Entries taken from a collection

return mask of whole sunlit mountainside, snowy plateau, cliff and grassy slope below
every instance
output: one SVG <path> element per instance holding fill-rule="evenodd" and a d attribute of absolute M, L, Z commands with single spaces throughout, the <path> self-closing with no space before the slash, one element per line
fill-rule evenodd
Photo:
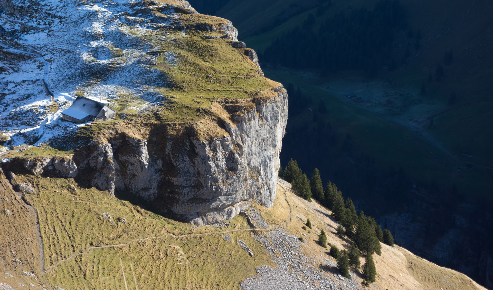
<path fill-rule="evenodd" d="M 348 246 L 329 212 L 277 182 L 286 90 L 230 22 L 186 1 L 0 3 L 0 289 L 363 288 L 314 240 Z M 62 121 L 77 95 L 119 119 Z M 376 285 L 482 289 L 412 256 L 384 246 Z"/>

### EXERCISE OBJECTIVE
Scan the records above for the string "instance", then copy each line where it turns up.

### SOLUTION FOR THIS PROBLEM
every instance
output: one SVG <path> element per instance holding fill-rule="evenodd" and a d attribute of absolute M, L, Z commands with single spaces throughout, the <path> self-closing with no space before the slash, one element per line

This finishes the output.